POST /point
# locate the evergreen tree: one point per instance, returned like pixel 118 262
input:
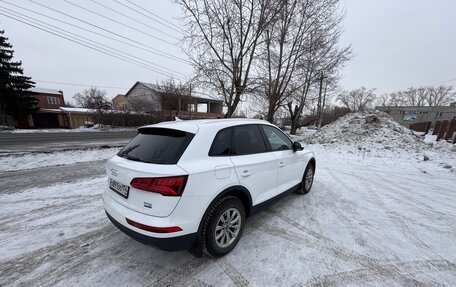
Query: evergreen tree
pixel 15 97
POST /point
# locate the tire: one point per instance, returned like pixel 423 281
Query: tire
pixel 307 179
pixel 219 236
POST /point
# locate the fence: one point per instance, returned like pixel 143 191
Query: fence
pixel 421 127
pixel 445 130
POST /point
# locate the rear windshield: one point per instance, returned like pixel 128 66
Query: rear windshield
pixel 156 145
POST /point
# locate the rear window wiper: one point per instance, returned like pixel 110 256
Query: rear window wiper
pixel 133 158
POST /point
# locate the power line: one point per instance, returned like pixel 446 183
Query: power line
pixel 155 15
pixel 96 33
pixel 145 15
pixel 106 30
pixel 451 80
pixel 80 85
pixel 133 19
pixel 91 42
pixel 120 23
pixel 125 59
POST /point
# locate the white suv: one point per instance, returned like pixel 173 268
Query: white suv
pixel 191 184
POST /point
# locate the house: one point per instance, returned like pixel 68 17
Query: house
pixel 120 102
pixel 152 98
pixel 46 117
pixel 408 115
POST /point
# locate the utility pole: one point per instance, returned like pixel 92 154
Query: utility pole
pixel 320 101
pixel 322 107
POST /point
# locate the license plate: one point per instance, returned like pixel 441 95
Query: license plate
pixel 119 188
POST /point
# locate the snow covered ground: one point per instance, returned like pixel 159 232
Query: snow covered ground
pixel 18 161
pixel 96 128
pixel 374 217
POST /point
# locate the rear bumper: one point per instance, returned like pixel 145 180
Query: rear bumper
pixel 168 244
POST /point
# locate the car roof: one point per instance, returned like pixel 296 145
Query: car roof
pixel 193 126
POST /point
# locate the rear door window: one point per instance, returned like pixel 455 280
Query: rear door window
pixel 277 139
pixel 247 140
pixel 157 145
pixel 222 143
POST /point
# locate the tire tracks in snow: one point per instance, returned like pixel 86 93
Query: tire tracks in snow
pixel 16 181
pixel 399 272
pixel 58 255
pixel 234 274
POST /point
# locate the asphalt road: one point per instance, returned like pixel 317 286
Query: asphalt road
pixel 30 142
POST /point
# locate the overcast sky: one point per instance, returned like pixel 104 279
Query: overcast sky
pixel 396 44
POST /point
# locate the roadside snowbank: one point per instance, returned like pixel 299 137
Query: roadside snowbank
pixel 14 162
pixel 368 130
pixel 375 135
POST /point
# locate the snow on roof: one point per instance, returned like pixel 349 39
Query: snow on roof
pixel 45 91
pixel 77 110
pixel 195 94
pixel 194 125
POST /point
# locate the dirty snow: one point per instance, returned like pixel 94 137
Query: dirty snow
pixel 96 128
pixel 368 130
pixel 385 218
pixel 13 162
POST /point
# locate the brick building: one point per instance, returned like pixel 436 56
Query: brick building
pixel 409 115
pixel 175 104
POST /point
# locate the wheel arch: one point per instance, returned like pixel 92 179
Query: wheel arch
pixel 313 162
pixel 238 191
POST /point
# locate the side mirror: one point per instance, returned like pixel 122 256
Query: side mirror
pixel 297 146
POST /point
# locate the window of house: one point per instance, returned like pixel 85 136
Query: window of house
pixel 53 100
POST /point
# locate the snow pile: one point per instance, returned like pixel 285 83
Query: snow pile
pixel 368 130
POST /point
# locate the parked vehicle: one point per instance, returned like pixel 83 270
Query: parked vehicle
pixel 192 184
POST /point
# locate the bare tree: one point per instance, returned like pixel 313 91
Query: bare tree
pixel 423 96
pixel 321 62
pixel 383 100
pixel 283 47
pixel 222 38
pixel 92 98
pixel 357 100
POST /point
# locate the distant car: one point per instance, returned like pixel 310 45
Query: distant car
pixel 191 184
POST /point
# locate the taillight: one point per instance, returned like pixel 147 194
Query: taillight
pixel 170 229
pixel 167 186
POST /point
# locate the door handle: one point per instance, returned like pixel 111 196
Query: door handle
pixel 245 173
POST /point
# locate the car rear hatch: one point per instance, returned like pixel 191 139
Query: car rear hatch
pixel 144 175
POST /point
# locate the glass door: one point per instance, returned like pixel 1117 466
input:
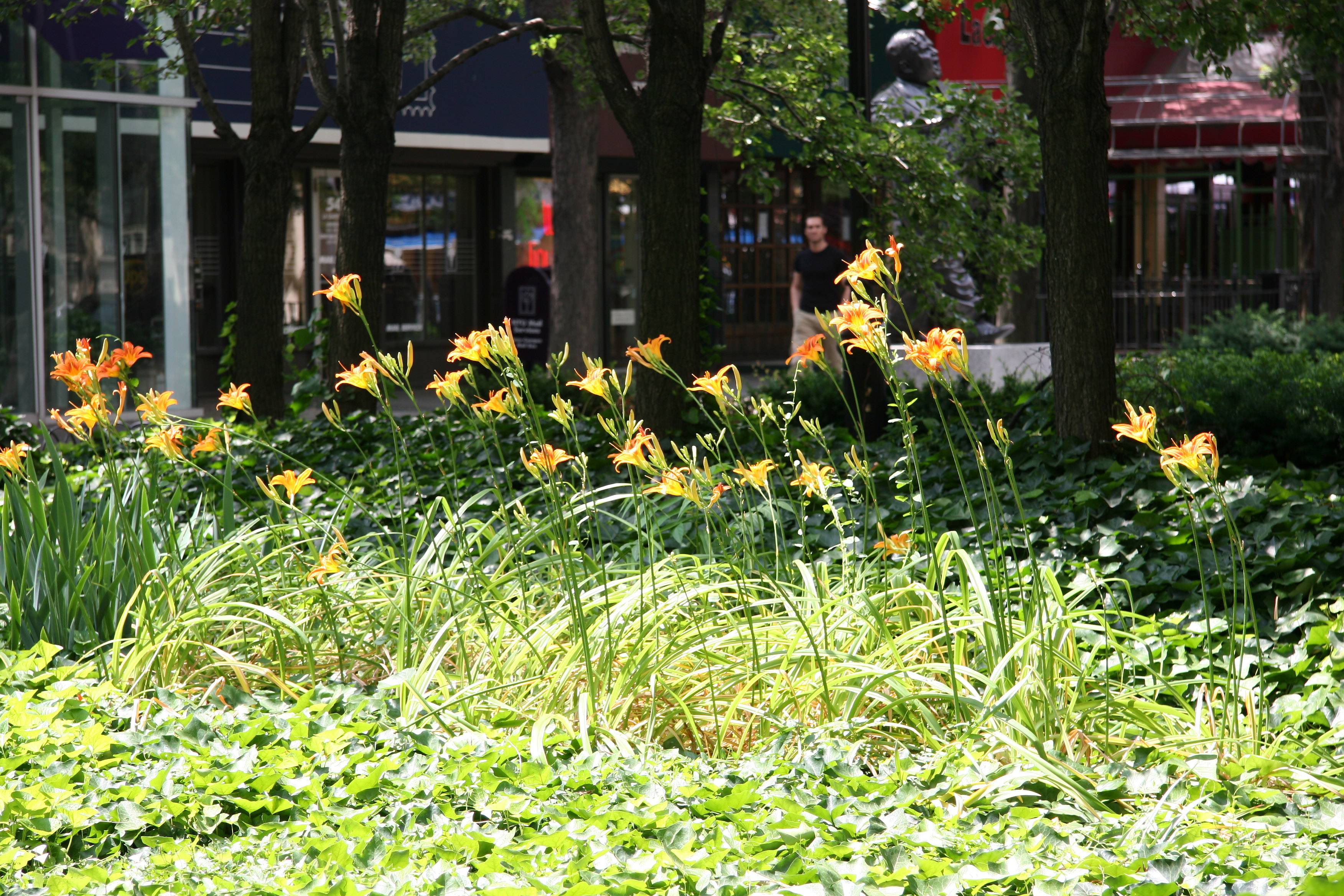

Prompt:
Restating the data word for word is the task, and pictures are to be omitted.

Solution for this task:
POST /point
# locate the evergreen tree: one point per instance, returned like pixel 118 262
input:
Query: evergreen tree
pixel 15 97
POST /point
# locate the tire: one point per instance, returned like pixel 423 281
Query: tire
pixel 307 179
pixel 219 236
POST /point
# locate the fence: one point per instance, returned like pixel 143 191
Query: fence
pixel 421 127
pixel 445 130
POST /point
# locate the rear windshield: one point per instance, returned like pixel 128 66
Query: rear windshield
pixel 156 145
POST /point
# locate the rear window wiper: one point per instance, returned like pixel 110 256
Query: rear window wiper
pixel 133 158
POST /point
# locate the power line: one point per instance, returned like pixel 446 183
Query: power line
pixel 155 15
pixel 96 33
pixel 145 15
pixel 106 30
pixel 451 80
pixel 80 85
pixel 133 19
pixel 91 42
pixel 120 23
pixel 125 59
POST /point
# locate the white suv: one point per instance, returned like pixel 173 268
Query: white suv
pixel 191 184
POST /point
# locate the house: one point per instance, returned like pixel 68 17
Query: house
pixel 120 102
pixel 152 98
pixel 46 117
pixel 408 115
POST /point
# locate the utility pole: one point per instance, returned like pixel 92 154
Query: utility pole
pixel 320 101
pixel 322 107
POST /point
# locate the license plate: one point per instance, returned like pixel 441 95
Query: license plate
pixel 119 188
POST /point
# locate the snow covered ground: one point per instance, returned like pixel 159 232
Query: snow covered ground
pixel 18 161
pixel 96 128
pixel 374 217
POST /point
# locate the rear bumper: one point per instance, returned like pixel 145 180
Query: rear bumper
pixel 168 244
POST /point
# locate the car roof: one point per instance, returned like pixel 296 145
Query: car roof
pixel 193 126
POST /point
# locate the rear door window: one point per instance, returned like pixel 455 280
Query: rear door window
pixel 277 139
pixel 247 140
pixel 157 145
pixel 222 143
POST /point
# locate the tire tracks in snow: one point per instance, returned like pixel 86 93
Query: tire tracks in snow
pixel 16 181
pixel 399 272
pixel 58 255
pixel 234 274
POST /point
# locate the asphalt road: one point per instance, returned like pixel 317 286
Query: asphalt road
pixel 30 142
POST /point
# locate the overcast sky: one point per instance, returned like pixel 104 279
Query: overcast sky
pixel 396 44
POST /point
# locate the roadside snowbank: one point per instance, returned like pixel 299 137
Query: roadside snowbank
pixel 14 162
pixel 368 130
pixel 375 135
POST /point
# locate the snow on roof: one point per instance, returned like pixel 349 39
Query: snow on roof
pixel 45 91
pixel 77 110
pixel 195 94
pixel 194 125
POST /point
# locate the dirty snow: one point per instance, returned like pixel 94 137
Query: dirty snow
pixel 96 128
pixel 368 130
pixel 385 218
pixel 13 162
POST /point
# locate the brick building: one point per instance, returned like pixel 436 56
Query: brick building
pixel 409 115
pixel 175 104
POST /point
# locate the wheel arch: one point per instance, returned like pixel 92 179
Query: wheel arch
pixel 313 162
pixel 238 191
POST /point
# locate the side mirror: one point per instance, returned like pixel 122 256
Query: side mirror
pixel 297 146
POST /point
# locate the window of house: one point per instance, returned like pixel 85 136
Query: window of house
pixel 53 100
POST /point
# locate the snow pile: one point per instance, returned like pixel 285 83
Query: snow pile
pixel 368 130
POST /point
# locate the parked vehicle: one point per instance, returned like pixel 83 270
Query: parked vehicle
pixel 192 184
POST /point
# locate the bare tree: one point per instance, returned like pixel 313 91
Query: bare tree
pixel 423 96
pixel 321 62
pixel 383 100
pixel 283 47
pixel 222 38
pixel 92 98
pixel 357 100
POST /point
# locate the distant car: one point per instance, returned like pixel 310 45
Query: distant car
pixel 191 184
POST /point
# locate the taillight: one point per instance, returned like pixel 147 194
Query: taillight
pixel 170 229
pixel 167 186
POST /point
# locate the door handle: one point per instance, returned like pixel 111 196
Query: door handle
pixel 245 173
POST /point
# locate the car rear hatch: one point per instance, returned like pixel 191 139
Query: car rear hatch
pixel 144 175
POST /point
# locate the glass door: one point per instance, returned like pixel 1117 466
input:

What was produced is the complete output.